• **What you have to do**: Return each line in the records below that contains the string "metal", matching its case exactly.
>> Start Data supplied
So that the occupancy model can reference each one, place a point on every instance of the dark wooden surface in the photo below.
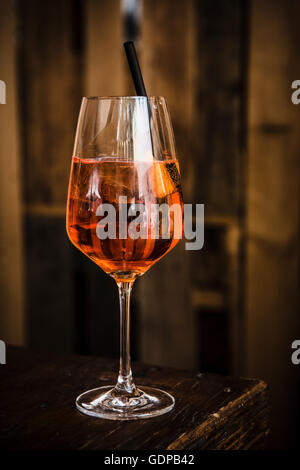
(37, 409)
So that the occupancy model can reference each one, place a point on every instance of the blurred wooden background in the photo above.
(226, 69)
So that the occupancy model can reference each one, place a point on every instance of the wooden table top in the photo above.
(37, 407)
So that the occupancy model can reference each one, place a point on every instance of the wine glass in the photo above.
(124, 212)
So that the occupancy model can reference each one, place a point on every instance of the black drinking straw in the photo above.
(135, 68)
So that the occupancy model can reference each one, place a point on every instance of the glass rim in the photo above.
(120, 97)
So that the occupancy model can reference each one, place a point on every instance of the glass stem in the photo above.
(125, 382)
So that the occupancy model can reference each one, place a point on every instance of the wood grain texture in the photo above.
(50, 77)
(272, 301)
(211, 412)
(11, 246)
(168, 322)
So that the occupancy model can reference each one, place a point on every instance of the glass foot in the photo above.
(109, 403)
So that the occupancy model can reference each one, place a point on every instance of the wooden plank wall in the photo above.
(11, 249)
(205, 92)
(49, 66)
(272, 301)
(167, 321)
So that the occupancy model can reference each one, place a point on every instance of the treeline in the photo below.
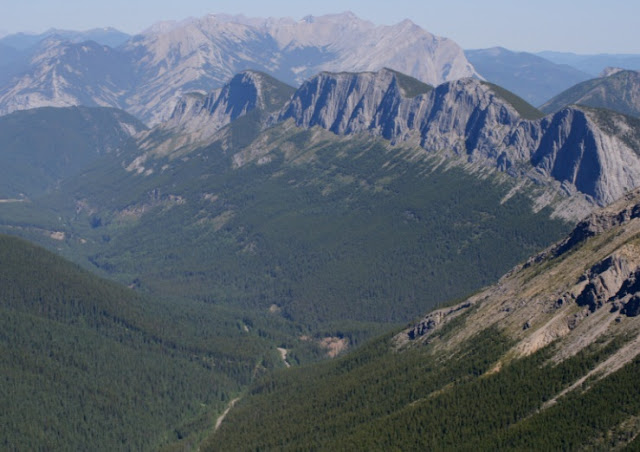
(349, 232)
(380, 399)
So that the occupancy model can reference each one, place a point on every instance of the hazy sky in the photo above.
(582, 26)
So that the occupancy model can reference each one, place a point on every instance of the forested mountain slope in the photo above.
(546, 359)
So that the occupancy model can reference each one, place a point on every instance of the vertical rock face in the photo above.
(593, 152)
(197, 117)
(156, 68)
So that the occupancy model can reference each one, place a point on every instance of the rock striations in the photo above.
(197, 118)
(157, 67)
(586, 151)
(584, 289)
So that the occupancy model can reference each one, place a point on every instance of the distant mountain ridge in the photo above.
(588, 155)
(530, 76)
(481, 123)
(147, 74)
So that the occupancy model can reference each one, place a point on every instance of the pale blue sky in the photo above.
(582, 26)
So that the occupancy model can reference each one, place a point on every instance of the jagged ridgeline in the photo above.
(331, 231)
(360, 197)
(87, 363)
(547, 359)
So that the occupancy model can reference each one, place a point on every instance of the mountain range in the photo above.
(305, 191)
(144, 74)
(546, 359)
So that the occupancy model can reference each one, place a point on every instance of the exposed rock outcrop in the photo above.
(587, 152)
(149, 73)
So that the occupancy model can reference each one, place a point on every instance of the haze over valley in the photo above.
(241, 233)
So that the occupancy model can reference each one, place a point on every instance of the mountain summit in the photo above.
(148, 73)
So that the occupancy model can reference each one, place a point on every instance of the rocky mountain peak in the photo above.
(584, 289)
(608, 71)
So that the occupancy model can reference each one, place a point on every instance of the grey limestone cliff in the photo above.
(589, 152)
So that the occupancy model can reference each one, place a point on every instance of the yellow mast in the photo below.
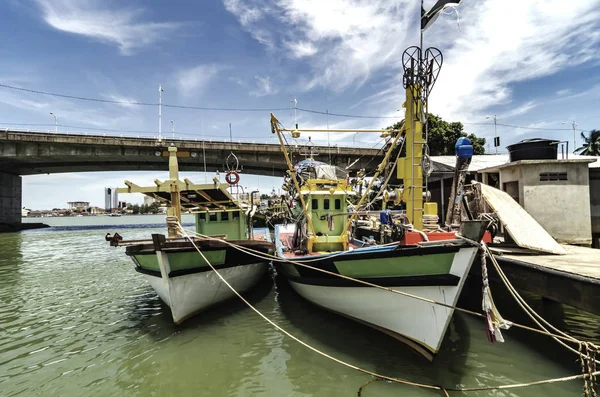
(409, 167)
(292, 171)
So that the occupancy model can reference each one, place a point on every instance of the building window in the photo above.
(553, 176)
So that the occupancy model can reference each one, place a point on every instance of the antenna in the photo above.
(295, 102)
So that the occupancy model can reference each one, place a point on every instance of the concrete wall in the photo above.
(560, 207)
(10, 202)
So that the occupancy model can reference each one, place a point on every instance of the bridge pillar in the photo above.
(10, 202)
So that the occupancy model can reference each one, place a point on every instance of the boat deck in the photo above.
(573, 279)
(286, 240)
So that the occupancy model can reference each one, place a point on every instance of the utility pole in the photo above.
(574, 124)
(160, 90)
(295, 102)
(55, 122)
(496, 140)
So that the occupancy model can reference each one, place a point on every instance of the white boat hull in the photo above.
(189, 294)
(420, 324)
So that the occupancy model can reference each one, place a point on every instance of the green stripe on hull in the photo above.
(183, 260)
(416, 265)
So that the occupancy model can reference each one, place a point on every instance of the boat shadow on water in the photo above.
(154, 316)
(369, 348)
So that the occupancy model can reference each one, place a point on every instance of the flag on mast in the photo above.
(427, 18)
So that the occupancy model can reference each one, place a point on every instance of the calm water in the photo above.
(76, 319)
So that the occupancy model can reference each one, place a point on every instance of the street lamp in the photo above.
(574, 124)
(55, 122)
(496, 139)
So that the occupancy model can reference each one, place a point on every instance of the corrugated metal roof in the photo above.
(482, 161)
(521, 226)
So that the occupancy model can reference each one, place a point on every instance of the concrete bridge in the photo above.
(28, 153)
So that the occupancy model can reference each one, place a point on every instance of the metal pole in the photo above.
(328, 142)
(203, 149)
(295, 112)
(160, 90)
(495, 131)
(574, 136)
(55, 122)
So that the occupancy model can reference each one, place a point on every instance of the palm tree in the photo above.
(591, 144)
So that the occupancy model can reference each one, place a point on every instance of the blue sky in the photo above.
(532, 63)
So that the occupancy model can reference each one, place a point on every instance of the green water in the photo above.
(77, 320)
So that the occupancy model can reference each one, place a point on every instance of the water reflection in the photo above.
(76, 319)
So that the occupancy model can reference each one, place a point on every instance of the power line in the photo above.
(326, 113)
(355, 116)
(137, 103)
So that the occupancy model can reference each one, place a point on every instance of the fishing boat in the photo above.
(325, 262)
(183, 269)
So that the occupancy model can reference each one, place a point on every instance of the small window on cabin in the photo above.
(553, 176)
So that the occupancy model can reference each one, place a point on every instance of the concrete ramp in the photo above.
(521, 226)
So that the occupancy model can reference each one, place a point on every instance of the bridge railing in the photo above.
(270, 139)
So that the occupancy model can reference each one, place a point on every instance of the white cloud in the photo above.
(125, 102)
(301, 49)
(264, 87)
(248, 15)
(498, 47)
(344, 40)
(93, 19)
(563, 92)
(194, 80)
(500, 43)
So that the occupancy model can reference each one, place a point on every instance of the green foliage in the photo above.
(442, 136)
(591, 144)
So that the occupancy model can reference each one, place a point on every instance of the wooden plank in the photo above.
(580, 261)
(521, 226)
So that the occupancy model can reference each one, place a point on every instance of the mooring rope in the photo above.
(445, 390)
(531, 313)
(270, 257)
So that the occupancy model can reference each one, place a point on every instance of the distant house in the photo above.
(547, 189)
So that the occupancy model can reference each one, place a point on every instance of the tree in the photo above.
(442, 136)
(591, 144)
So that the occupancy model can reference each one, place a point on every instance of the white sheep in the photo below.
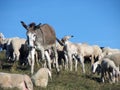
(79, 51)
(16, 44)
(41, 77)
(109, 51)
(20, 81)
(107, 68)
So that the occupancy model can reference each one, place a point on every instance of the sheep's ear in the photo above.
(24, 25)
(60, 42)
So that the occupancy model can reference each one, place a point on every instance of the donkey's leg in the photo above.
(32, 53)
(56, 58)
(48, 59)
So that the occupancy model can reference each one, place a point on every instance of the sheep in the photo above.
(109, 51)
(79, 51)
(16, 45)
(106, 66)
(114, 57)
(41, 77)
(12, 46)
(20, 81)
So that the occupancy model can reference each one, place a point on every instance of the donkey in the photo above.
(41, 38)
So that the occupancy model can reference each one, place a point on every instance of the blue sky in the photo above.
(90, 21)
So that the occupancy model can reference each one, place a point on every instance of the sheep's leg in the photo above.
(48, 59)
(32, 58)
(56, 58)
(66, 62)
(92, 60)
(70, 61)
(82, 62)
(76, 61)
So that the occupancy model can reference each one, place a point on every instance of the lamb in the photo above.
(79, 51)
(41, 77)
(16, 45)
(12, 46)
(106, 66)
(20, 81)
(114, 57)
(109, 51)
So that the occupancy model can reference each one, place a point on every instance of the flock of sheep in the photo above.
(105, 61)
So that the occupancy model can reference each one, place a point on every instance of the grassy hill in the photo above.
(66, 80)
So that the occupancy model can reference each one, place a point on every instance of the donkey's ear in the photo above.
(24, 25)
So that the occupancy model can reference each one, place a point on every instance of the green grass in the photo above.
(66, 80)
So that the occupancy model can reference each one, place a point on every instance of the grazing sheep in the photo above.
(79, 51)
(12, 46)
(22, 82)
(107, 68)
(114, 57)
(109, 51)
(16, 45)
(41, 77)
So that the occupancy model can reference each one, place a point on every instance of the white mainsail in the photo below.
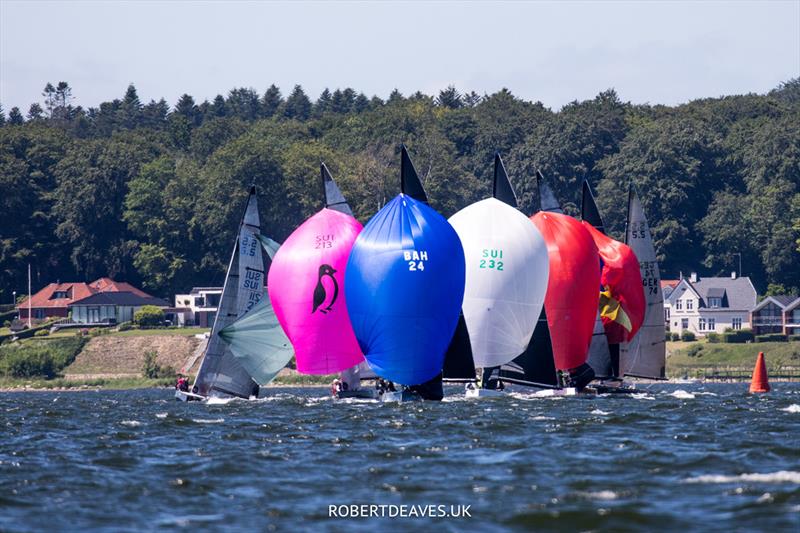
(220, 373)
(645, 355)
(506, 276)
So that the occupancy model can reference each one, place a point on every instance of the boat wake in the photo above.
(783, 476)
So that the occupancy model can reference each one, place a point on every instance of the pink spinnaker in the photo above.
(306, 287)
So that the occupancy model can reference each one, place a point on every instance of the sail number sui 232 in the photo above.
(492, 258)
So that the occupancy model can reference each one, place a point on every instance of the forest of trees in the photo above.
(152, 194)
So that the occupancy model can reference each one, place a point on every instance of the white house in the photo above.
(202, 303)
(705, 305)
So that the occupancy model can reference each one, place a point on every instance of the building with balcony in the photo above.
(777, 314)
(200, 306)
(710, 305)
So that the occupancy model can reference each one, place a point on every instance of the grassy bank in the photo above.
(61, 383)
(686, 358)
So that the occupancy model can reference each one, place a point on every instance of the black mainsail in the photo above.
(220, 373)
(645, 355)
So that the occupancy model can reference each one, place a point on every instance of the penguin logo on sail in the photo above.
(326, 291)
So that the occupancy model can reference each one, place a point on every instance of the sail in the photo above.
(645, 355)
(535, 366)
(306, 282)
(622, 304)
(220, 373)
(458, 362)
(506, 279)
(599, 350)
(547, 200)
(404, 285)
(269, 246)
(501, 187)
(572, 296)
(258, 342)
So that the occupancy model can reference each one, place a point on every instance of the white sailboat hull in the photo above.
(478, 393)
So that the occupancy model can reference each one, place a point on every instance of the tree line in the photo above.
(152, 193)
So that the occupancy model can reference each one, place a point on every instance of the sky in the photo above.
(553, 52)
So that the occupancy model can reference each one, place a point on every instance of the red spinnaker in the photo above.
(571, 300)
(622, 303)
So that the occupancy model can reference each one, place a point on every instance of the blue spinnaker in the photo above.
(404, 286)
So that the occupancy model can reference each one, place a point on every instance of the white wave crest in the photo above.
(783, 476)
(219, 401)
(605, 495)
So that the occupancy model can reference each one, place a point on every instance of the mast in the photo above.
(501, 186)
(332, 196)
(220, 372)
(645, 355)
(603, 357)
(410, 185)
(29, 297)
(547, 200)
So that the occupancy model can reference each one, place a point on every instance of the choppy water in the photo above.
(677, 457)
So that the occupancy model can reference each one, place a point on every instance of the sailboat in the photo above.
(404, 286)
(306, 283)
(622, 304)
(645, 355)
(572, 298)
(506, 278)
(222, 373)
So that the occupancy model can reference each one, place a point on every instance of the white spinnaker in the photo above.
(645, 355)
(506, 281)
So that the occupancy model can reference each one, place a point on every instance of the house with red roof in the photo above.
(54, 300)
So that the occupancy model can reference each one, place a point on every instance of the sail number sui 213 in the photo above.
(492, 258)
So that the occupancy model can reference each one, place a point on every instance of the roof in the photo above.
(739, 292)
(120, 298)
(44, 298)
(109, 285)
(783, 301)
(78, 291)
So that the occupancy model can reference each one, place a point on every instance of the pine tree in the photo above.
(297, 105)
(323, 103)
(15, 117)
(131, 108)
(271, 102)
(218, 108)
(361, 103)
(35, 112)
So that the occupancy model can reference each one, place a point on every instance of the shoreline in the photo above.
(111, 386)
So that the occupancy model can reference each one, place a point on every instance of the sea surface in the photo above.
(694, 457)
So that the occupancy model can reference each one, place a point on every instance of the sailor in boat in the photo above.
(182, 384)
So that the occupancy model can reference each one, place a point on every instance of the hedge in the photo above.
(772, 337)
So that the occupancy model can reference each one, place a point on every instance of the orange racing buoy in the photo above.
(760, 383)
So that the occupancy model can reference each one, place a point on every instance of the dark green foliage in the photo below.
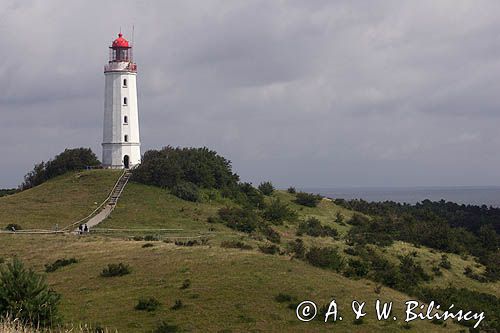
(313, 227)
(445, 263)
(69, 160)
(445, 226)
(271, 234)
(186, 191)
(307, 199)
(13, 227)
(283, 298)
(468, 300)
(7, 191)
(235, 245)
(356, 268)
(325, 257)
(186, 284)
(269, 249)
(170, 166)
(148, 304)
(277, 211)
(177, 305)
(266, 188)
(298, 248)
(115, 270)
(165, 327)
(241, 219)
(59, 263)
(26, 296)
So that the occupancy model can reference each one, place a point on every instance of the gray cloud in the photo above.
(309, 93)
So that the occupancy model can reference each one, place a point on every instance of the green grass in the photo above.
(230, 289)
(60, 201)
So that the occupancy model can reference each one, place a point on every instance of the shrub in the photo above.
(186, 191)
(307, 199)
(235, 245)
(177, 305)
(266, 188)
(325, 257)
(271, 234)
(148, 304)
(69, 160)
(59, 263)
(445, 263)
(115, 270)
(357, 268)
(13, 227)
(277, 212)
(283, 298)
(26, 296)
(269, 249)
(298, 248)
(313, 227)
(165, 327)
(186, 284)
(241, 219)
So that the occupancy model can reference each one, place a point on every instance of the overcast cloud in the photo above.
(305, 93)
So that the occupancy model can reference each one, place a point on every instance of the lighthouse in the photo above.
(121, 143)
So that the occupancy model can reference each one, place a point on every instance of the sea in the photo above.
(473, 195)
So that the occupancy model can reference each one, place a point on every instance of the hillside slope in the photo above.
(60, 201)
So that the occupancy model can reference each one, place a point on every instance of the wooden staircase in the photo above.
(119, 188)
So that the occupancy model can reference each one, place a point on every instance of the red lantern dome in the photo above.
(120, 42)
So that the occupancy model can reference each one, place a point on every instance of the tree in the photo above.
(266, 188)
(26, 296)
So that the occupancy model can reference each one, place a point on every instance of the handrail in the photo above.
(100, 206)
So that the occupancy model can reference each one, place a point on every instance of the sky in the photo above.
(312, 93)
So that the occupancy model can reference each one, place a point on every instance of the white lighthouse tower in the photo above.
(121, 144)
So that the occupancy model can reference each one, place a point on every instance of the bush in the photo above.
(269, 249)
(241, 219)
(186, 191)
(307, 199)
(115, 270)
(235, 245)
(325, 257)
(148, 304)
(445, 263)
(266, 188)
(283, 298)
(177, 305)
(170, 166)
(298, 249)
(13, 227)
(165, 327)
(69, 160)
(277, 212)
(271, 234)
(26, 296)
(313, 227)
(59, 263)
(186, 284)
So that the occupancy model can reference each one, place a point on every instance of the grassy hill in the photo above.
(230, 290)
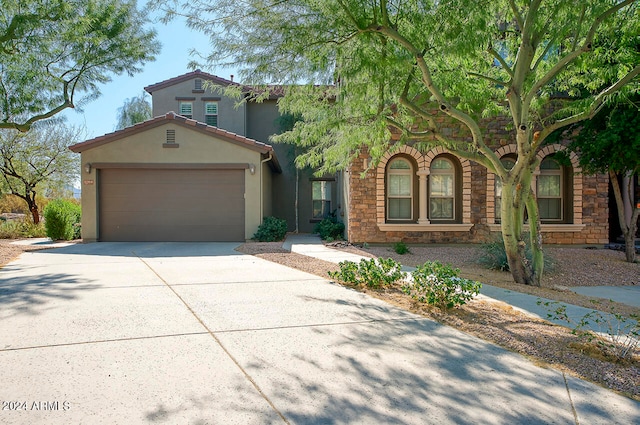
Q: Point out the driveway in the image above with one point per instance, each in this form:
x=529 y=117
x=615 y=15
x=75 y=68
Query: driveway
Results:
x=186 y=333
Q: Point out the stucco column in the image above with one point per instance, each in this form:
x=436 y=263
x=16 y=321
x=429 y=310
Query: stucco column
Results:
x=422 y=187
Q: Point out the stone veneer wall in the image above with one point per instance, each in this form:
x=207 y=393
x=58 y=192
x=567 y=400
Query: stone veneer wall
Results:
x=367 y=206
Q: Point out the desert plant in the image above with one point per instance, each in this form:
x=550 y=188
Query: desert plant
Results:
x=62 y=218
x=438 y=284
x=18 y=229
x=401 y=248
x=329 y=228
x=622 y=332
x=493 y=255
x=272 y=229
x=373 y=273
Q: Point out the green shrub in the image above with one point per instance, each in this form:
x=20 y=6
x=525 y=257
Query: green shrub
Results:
x=272 y=229
x=62 y=219
x=374 y=273
x=401 y=248
x=493 y=255
x=439 y=285
x=329 y=229
x=18 y=229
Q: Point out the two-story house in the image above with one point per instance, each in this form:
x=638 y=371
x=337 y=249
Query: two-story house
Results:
x=203 y=169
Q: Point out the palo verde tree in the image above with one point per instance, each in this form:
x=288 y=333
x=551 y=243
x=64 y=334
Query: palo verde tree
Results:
x=52 y=51
x=30 y=161
x=134 y=110
x=398 y=65
x=610 y=143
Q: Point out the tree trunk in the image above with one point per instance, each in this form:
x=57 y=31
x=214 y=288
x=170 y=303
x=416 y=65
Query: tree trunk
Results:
x=512 y=221
x=628 y=230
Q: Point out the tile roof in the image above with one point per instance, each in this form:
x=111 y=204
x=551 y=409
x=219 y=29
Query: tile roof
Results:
x=172 y=117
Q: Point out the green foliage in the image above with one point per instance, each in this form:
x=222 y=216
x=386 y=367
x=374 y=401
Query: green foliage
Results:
x=18 y=229
x=62 y=219
x=374 y=273
x=272 y=229
x=623 y=332
x=135 y=110
x=494 y=256
x=40 y=159
x=329 y=228
x=401 y=248
x=53 y=51
x=439 y=285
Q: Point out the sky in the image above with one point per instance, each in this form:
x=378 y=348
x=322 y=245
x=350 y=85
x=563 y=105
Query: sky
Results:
x=100 y=115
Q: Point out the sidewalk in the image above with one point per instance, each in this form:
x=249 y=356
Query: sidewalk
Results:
x=312 y=246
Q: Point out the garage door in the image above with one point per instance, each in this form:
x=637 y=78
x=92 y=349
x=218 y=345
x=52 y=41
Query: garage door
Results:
x=171 y=205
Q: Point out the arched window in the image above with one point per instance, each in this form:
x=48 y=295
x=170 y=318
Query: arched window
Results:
x=508 y=163
x=400 y=190
x=550 y=191
x=442 y=190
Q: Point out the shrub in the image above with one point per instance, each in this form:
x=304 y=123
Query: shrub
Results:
x=18 y=229
x=62 y=219
x=401 y=248
x=374 y=273
x=494 y=256
x=272 y=229
x=329 y=229
x=439 y=285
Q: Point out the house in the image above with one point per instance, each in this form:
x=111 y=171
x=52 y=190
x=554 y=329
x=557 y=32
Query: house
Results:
x=203 y=169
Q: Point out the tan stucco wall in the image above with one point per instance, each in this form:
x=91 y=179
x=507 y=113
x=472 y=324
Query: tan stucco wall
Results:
x=195 y=147
x=231 y=116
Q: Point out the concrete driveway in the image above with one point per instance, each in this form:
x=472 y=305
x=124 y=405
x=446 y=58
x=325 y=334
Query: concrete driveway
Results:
x=173 y=333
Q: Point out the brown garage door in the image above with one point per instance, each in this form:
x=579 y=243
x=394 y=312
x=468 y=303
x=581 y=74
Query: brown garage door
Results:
x=171 y=205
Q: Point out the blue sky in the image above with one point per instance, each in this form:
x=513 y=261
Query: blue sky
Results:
x=99 y=116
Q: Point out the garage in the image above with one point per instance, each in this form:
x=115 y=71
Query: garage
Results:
x=150 y=205
x=172 y=179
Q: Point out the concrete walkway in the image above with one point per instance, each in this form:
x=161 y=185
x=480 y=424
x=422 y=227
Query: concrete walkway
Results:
x=311 y=245
x=184 y=333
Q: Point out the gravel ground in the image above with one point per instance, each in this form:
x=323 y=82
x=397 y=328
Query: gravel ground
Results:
x=546 y=344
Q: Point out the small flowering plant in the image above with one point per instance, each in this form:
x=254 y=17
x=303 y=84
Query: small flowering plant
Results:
x=438 y=284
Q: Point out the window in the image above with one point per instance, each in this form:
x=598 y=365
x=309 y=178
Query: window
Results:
x=321 y=198
x=186 y=109
x=549 y=190
x=211 y=113
x=508 y=163
x=400 y=190
x=442 y=184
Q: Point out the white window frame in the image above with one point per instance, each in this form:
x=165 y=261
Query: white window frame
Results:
x=186 y=109
x=207 y=113
x=400 y=172
x=551 y=172
x=434 y=172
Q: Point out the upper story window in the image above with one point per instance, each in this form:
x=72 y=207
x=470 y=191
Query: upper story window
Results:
x=211 y=113
x=186 y=109
x=550 y=190
x=400 y=190
x=442 y=190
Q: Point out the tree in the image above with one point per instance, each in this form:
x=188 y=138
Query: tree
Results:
x=136 y=109
x=51 y=51
x=610 y=143
x=30 y=161
x=399 y=66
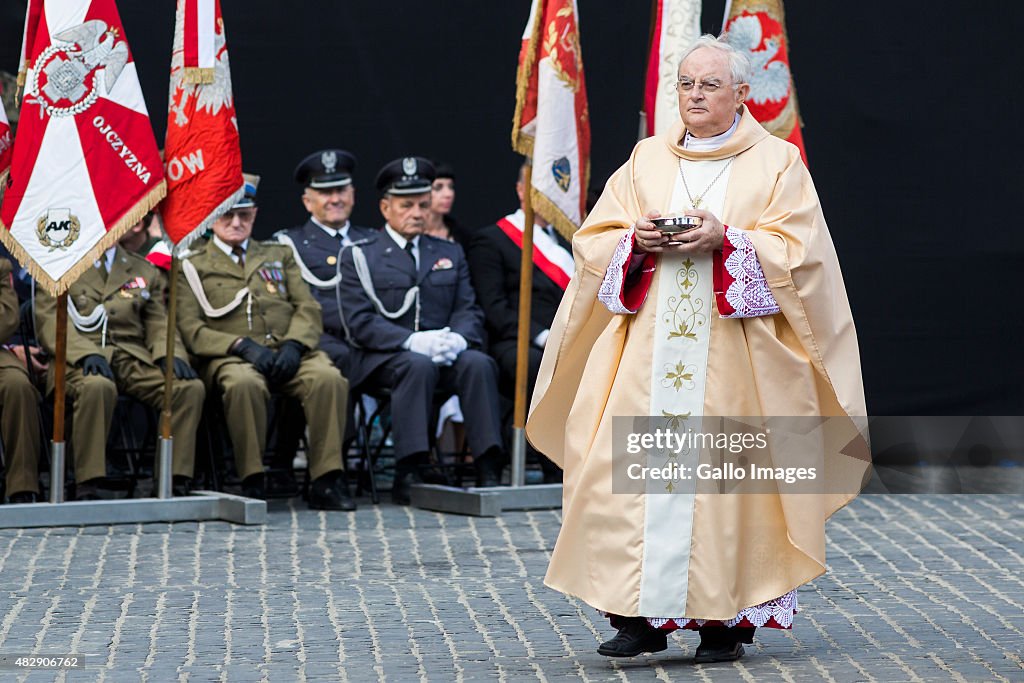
>> End Data supplied
• **Exercise response**:
So that the occupancy model can reference each one, place a point on every instance of the corrugated metal roof in the photo above.
So that the occupancy model can reference each one, place a point on every instance of the metal pole in the photo above.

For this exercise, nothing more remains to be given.